## Work to complete
Reproduce the full listing below line for line, with no changes.

## Records taken from a data source
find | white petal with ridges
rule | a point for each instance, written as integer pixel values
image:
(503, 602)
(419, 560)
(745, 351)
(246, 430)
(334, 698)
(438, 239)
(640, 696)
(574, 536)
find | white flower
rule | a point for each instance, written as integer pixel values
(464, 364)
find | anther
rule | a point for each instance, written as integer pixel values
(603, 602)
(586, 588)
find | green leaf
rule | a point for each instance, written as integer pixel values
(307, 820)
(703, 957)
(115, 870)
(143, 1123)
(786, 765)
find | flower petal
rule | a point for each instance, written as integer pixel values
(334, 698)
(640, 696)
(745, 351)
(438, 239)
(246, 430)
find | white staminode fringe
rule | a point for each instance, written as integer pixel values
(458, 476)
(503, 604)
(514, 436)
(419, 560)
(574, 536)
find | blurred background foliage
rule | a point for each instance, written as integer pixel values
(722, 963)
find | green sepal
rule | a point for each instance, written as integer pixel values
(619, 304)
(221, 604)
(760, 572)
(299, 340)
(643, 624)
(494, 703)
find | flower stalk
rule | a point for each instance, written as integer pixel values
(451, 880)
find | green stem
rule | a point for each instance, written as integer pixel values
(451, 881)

## Exercise response
find | white petal with ridges
rule | a point for each instance, written as integer pixel values
image:
(503, 602)
(419, 560)
(745, 351)
(246, 430)
(334, 698)
(438, 239)
(640, 696)
(574, 536)
find | white flower
rule | a point for each instance, written as integer pixel values
(464, 364)
find | anther
rule | a point for each instance, written as integer pixel values
(603, 602)
(586, 588)
find | green leaf
rule | a point for each instance, written as integer pixel values
(307, 820)
(703, 957)
(115, 870)
(143, 1123)
(786, 765)
find | flower petal
rule | a point for each instance, written as integer pixel values
(334, 698)
(640, 696)
(745, 351)
(438, 239)
(246, 430)
find | white staminode fringe
rule | a point for each instance, written as integer pixel values
(458, 476)
(503, 604)
(514, 436)
(419, 560)
(574, 536)
find | blurred background foliage
rule | a point for each instance, written as integer pixel values
(722, 963)
find | green sepal
rule | a point for each instance, written as integer pixel values
(619, 304)
(221, 604)
(760, 572)
(299, 340)
(643, 624)
(494, 703)
find | flower stalk
rule | a point for each instance, written as integer pixel values
(451, 880)
find | green stem
rule | a point for each instance, written as integer pixel values
(451, 881)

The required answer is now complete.